Признание в качестве одной из важнейших функций закона защиту прав и свобод личности звучало и в публичных выступлениях императора Александра I. Так, на открытии Польского Сейма российский самодержец призвал депутатов: «...вы преуспеете постановить законы, которые будут служить к ограждению драгоценных благ: безопасность лиц ваших, собственности и свободы ваших мнений»17. Подобное обращение царствующей особы было для современников дополнительным подтверждением справедливости установления взаимосвязи между принципом безопасности личности и содержанием идеального законодательного акта.

Перечень строк:
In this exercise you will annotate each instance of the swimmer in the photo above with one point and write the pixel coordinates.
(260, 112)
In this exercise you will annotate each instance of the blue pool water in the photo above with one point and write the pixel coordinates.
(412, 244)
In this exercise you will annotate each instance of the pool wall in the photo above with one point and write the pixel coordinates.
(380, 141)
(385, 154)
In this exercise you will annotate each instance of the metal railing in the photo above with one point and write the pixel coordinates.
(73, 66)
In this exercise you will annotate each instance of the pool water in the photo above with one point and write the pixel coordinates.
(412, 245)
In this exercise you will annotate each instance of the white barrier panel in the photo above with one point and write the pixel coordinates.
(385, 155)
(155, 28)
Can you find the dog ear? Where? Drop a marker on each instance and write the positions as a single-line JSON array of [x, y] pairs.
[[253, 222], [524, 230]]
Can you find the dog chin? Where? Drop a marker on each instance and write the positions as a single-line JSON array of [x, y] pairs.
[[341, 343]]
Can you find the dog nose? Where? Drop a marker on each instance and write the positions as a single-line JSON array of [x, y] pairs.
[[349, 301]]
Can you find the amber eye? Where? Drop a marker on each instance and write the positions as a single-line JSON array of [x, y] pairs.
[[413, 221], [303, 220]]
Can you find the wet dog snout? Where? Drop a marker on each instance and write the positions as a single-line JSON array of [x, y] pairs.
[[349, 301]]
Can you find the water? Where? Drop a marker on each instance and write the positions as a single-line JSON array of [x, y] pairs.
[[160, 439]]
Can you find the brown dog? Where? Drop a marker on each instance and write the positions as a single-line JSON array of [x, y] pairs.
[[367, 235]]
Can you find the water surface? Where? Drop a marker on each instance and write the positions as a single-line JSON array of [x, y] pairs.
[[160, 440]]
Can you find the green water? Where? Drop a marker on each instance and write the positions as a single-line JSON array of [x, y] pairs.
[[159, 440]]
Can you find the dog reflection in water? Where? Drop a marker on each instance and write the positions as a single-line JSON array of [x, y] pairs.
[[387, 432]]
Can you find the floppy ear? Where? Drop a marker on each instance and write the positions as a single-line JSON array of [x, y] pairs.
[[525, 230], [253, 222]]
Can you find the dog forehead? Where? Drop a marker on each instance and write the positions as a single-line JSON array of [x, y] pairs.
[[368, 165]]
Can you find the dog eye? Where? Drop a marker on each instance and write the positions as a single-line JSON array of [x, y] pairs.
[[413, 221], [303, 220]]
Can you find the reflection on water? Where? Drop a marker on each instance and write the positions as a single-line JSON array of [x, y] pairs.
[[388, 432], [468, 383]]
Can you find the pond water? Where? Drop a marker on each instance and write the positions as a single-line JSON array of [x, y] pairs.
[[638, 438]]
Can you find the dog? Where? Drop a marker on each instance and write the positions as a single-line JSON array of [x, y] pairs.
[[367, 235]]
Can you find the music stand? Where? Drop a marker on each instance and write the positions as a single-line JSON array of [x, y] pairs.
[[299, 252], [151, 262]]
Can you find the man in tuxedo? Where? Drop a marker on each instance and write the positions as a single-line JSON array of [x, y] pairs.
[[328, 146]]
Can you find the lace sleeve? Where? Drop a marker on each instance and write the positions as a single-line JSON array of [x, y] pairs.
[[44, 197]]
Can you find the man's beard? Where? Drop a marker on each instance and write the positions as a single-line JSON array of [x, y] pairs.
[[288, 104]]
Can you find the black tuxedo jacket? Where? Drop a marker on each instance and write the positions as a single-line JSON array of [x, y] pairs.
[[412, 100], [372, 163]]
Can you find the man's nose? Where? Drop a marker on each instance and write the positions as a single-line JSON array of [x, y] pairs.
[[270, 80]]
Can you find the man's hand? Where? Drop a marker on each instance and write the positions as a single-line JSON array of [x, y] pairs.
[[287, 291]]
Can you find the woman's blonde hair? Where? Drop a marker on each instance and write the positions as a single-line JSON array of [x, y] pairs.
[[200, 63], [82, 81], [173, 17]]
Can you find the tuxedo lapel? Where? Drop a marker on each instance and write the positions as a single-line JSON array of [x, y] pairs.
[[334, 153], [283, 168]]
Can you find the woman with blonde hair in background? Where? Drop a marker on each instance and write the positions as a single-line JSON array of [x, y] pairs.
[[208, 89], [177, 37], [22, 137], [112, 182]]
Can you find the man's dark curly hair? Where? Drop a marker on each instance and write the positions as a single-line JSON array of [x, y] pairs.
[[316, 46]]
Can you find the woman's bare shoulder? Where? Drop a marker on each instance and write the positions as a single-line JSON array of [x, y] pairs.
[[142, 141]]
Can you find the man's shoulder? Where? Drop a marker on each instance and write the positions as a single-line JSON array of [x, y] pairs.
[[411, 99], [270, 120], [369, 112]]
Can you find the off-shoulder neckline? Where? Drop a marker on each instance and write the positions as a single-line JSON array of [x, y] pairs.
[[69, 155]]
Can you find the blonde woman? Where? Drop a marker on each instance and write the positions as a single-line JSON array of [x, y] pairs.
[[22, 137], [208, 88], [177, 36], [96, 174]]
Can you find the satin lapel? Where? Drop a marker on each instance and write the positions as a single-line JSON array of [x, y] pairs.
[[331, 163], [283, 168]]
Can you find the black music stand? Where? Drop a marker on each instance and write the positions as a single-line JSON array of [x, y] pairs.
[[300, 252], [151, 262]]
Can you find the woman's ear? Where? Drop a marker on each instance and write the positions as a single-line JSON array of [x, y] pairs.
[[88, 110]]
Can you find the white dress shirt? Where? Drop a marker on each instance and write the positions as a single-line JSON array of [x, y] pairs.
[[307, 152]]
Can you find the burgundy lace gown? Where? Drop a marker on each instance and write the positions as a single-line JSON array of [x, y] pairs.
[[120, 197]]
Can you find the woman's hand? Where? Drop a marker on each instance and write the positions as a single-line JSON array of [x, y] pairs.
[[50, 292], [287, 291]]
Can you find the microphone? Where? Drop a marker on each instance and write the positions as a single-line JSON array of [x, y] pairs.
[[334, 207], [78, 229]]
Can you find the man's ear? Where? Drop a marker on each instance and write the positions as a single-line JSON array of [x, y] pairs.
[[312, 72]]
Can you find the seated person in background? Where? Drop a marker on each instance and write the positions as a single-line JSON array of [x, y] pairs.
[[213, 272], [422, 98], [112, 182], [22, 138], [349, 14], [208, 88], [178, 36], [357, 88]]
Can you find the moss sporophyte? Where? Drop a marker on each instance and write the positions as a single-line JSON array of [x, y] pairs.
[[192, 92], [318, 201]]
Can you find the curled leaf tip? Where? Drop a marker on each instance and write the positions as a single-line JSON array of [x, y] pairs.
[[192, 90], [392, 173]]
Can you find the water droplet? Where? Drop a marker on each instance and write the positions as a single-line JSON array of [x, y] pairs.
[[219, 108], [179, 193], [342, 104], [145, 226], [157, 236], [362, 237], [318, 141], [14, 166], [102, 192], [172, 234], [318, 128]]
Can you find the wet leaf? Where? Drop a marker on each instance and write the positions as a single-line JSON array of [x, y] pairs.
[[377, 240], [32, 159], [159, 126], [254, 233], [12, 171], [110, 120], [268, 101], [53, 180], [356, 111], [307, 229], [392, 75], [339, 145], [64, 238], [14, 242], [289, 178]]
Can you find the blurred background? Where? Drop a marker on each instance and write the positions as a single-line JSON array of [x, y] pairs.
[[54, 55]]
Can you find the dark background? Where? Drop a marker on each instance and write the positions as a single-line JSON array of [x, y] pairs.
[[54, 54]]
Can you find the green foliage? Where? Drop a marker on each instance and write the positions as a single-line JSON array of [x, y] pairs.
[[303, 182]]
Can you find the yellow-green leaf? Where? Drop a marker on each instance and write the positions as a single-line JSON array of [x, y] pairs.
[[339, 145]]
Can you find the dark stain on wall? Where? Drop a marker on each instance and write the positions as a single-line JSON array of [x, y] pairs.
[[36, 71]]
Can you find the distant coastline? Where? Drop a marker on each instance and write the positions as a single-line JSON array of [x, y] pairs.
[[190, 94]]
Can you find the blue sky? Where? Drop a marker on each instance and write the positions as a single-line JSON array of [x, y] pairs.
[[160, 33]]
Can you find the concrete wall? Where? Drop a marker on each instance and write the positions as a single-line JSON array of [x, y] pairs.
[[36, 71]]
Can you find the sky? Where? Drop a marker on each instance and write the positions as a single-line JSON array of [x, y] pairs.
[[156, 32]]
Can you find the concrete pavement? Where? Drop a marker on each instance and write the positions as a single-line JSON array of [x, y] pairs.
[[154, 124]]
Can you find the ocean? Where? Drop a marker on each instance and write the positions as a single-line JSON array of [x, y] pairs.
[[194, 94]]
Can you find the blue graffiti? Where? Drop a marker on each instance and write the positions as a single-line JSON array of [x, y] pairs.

Задания:
- A) Где, согласно тексту, Александр I обратился к депутатам с призывом постановить законы?
- B) Определите, пожалуйста, согласуются ли с текстом следующие утверждения: (i) Александр I призывал депутатов принять законы, ограждающие безопасность лиц, собственность и свободу мнений; (ii) эта речь прозвучала на открытии Государственного совета; (iii) современники восприняли обращение императора как опровержение связи между безопасностью личности и законодательством. Для каждого ответьте «да» или «нет» и приведите решающие слова текста.
Строки с текстом никак не связаны.

Ожидаемые ответы:
- A) На открытии Польского Сейма.

- B)
(i) Да: «вы преуспеете постановить законы, которые будут служить к ограждению драгоценных благ: безопасность лиц ваших, собственности и свободы ваших мнений».
(ii) Нет: «на открытии Польского Сейма российский самодержец призвал депутатов».
(iii) Нет: «было для современников дополнительным подтверждением справедливости установления взаимосвязи между принципом безопасности личности и содержанием идеального законодательного акта».